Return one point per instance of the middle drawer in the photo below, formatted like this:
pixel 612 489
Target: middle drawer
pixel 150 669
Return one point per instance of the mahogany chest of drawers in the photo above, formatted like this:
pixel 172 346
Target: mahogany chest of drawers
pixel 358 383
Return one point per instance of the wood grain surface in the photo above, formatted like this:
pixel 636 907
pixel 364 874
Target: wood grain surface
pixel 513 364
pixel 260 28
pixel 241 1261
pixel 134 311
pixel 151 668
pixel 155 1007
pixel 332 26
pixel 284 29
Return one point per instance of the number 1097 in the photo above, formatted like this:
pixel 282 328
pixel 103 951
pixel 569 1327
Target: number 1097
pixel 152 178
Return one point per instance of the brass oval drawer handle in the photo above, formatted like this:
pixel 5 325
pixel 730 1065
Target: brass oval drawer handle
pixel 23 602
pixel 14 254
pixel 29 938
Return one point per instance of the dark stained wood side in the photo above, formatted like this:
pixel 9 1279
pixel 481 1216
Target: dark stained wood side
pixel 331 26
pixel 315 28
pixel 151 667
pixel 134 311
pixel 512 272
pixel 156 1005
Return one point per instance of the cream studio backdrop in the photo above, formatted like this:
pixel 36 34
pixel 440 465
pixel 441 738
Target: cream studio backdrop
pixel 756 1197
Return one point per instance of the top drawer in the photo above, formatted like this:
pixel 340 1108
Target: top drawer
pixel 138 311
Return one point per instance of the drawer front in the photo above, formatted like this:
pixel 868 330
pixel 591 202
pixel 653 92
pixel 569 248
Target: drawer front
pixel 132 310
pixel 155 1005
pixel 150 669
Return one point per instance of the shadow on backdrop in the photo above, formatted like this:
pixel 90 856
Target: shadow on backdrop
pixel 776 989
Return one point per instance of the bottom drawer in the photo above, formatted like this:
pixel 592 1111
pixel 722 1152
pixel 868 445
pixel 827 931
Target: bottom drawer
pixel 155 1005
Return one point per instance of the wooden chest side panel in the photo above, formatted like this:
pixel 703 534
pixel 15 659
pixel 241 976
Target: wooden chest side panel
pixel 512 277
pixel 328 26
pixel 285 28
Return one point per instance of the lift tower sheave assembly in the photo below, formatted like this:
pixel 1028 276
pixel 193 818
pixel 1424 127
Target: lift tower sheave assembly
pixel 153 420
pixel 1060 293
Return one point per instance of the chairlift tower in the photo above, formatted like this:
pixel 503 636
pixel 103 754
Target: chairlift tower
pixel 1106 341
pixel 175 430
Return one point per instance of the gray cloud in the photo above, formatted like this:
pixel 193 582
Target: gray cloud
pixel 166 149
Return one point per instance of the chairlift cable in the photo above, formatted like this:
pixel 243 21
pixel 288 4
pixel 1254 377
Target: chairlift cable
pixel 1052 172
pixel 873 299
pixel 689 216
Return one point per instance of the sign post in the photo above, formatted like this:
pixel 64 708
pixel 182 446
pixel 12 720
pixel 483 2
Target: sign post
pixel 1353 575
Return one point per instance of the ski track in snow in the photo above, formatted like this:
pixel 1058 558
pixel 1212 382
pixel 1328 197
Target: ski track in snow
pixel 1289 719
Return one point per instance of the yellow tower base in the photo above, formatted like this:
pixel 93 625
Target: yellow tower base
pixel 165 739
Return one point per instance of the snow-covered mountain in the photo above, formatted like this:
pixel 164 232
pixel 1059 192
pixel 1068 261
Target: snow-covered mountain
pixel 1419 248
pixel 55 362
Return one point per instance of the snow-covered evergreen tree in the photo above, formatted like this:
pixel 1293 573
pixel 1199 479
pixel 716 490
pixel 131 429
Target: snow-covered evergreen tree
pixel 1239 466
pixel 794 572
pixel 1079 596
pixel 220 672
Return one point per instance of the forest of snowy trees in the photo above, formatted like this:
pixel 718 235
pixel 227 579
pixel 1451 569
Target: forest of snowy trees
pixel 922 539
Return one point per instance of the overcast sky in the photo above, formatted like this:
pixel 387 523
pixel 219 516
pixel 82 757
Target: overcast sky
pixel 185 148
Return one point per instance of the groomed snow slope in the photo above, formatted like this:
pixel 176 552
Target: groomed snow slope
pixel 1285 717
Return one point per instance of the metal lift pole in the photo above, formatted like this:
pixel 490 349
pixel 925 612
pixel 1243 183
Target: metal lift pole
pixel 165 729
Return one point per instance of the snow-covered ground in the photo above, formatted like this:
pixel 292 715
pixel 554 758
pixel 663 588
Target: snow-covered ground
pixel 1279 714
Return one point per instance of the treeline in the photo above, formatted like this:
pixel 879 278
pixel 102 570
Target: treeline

◇ ◇ ◇ ◇ ◇ ◇ ◇

Aufgabenstellung: Schreib die Zeilen der Daten oben unverändert ab, von der Zeile mit „Return one point per instance of the wooden“ bis zur Zeile mit „pixel 922 539“. Beide Zeilen gehören dazu.

Richtige Antwort:
Return one point per instance of the wooden chest side panel in the photo above, formatted like this:
pixel 703 534
pixel 15 659
pixel 241 976
Target: wooden chest side panel
pixel 512 277
pixel 328 26
pixel 285 28
Return one point per instance of the lift tower sheave assembly in the photo below, formatted like this:
pixel 1028 276
pixel 193 818
pixel 1424 127
Target: lift tower sheave assembly
pixel 153 420
pixel 1060 293
Return one point per instance of the chairlift tower in the photo above, formatted like this:
pixel 503 636
pixel 103 754
Target: chairlift tower
pixel 1106 341
pixel 175 430
Return one point per instance of the gray cloud in the photo above, formatted like this:
pixel 193 582
Target: gray cloud
pixel 166 149
Return one point per instance of the chairlift cable in the photo above, formatted like this:
pixel 243 21
pixel 288 4
pixel 1254 377
Target: chairlift cable
pixel 1052 172
pixel 873 299
pixel 689 216
Return one point per instance of the sign post in the photo above, formatted like this:
pixel 64 708
pixel 182 446
pixel 12 720
pixel 483 2
Target: sign post
pixel 1353 575
Return one point per instance of the ski track in snow in the photo above, formatted like this:
pixel 1058 558
pixel 1212 382
pixel 1328 197
Target: ski track in snow
pixel 1289 719
Return one point per instance of the yellow tower base in the photo above, formatted like this:
pixel 93 625
Target: yellow tower base
pixel 165 739
Return one point per instance of the snow-covered mountain in the photo above, formatted like this:
pixel 164 232
pixel 1059 192
pixel 1068 261
Target: snow-covered mountain
pixel 1419 248
pixel 55 362
Return one point per instance of the snow-covered evergreen tree in the photo above, formatted like this:
pixel 1293 573
pixel 1199 479
pixel 716 490
pixel 131 429
Target: snow-covered evergreen tree
pixel 1239 466
pixel 794 572
pixel 1079 596
pixel 220 672
Return one point per instance of the forest of snowy trees in the photo above, formatted like this:
pixel 718 235
pixel 227 579
pixel 1451 569
Target: forest of snowy trees
pixel 922 539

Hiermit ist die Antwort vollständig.